Uno scrigno di tesori storici nella piazza che i reggini chiamano Italia

Il suo vero nome, l'ultimo di una lunga serie, la intitolava a Vittorio Emanuele II ma tutti la identificano con la statua della Nazione. Qui restano le sorprendenti scoperte degli scavi più importanti della città

Continuiamo in piazza Italia il nostro viaggio nella memoria storica e urbanistica di Reggio in compagnia dello studioso Franco Arillotta, membro della deputazione di storia patria della Calabria

E’ la piazza dalle tante identità, che nel corso dei secoli ha cambiato nome seguendo gli eventi storici e le gesta di dominatori e rivoltosi. Oggi la conosciamo come piazza Italia, in riferimento alla candida statua in marmo di Carrara dello scultore Rocco Larussa che ne è l’elemento centrale, ma com’è noto questa denominazione è erronea. Al monumento che rappresenta la Nazione, ritratta come figura femminile con il braccio levato verso i cittadini di un unico stato, la piazza non è mai stata intitolata. “Il nome giusto – ricorda lo studioso Franco Arillotta – è piazza Vittorio Emanuele II, infatti io di solito nell’indicarla aggiungo ‘vulgo piazza Italia’, perché questo è il modo popolare con il quale la conoscono i reggini”.

-=-=-=-=-

- _Obiettivo_
Secondo il testo su piazza Italia a Reggio, qual è il nome corretto della piazza?

- _Dati forniti_

-=-=-=-=-

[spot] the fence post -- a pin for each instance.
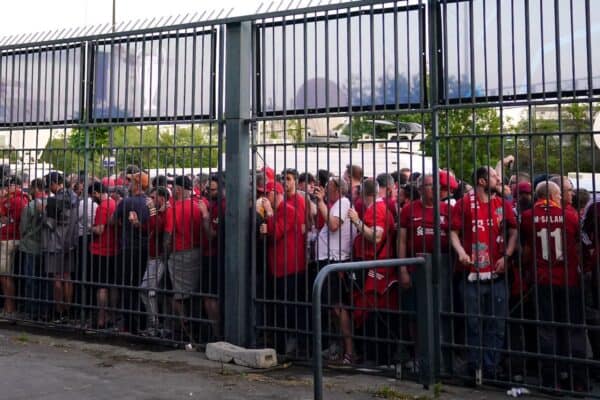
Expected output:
(238, 75)
(425, 333)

-=-=-=-=-

- _Risposta_
Il nome corretto è piazza Vittorio Emanuele II.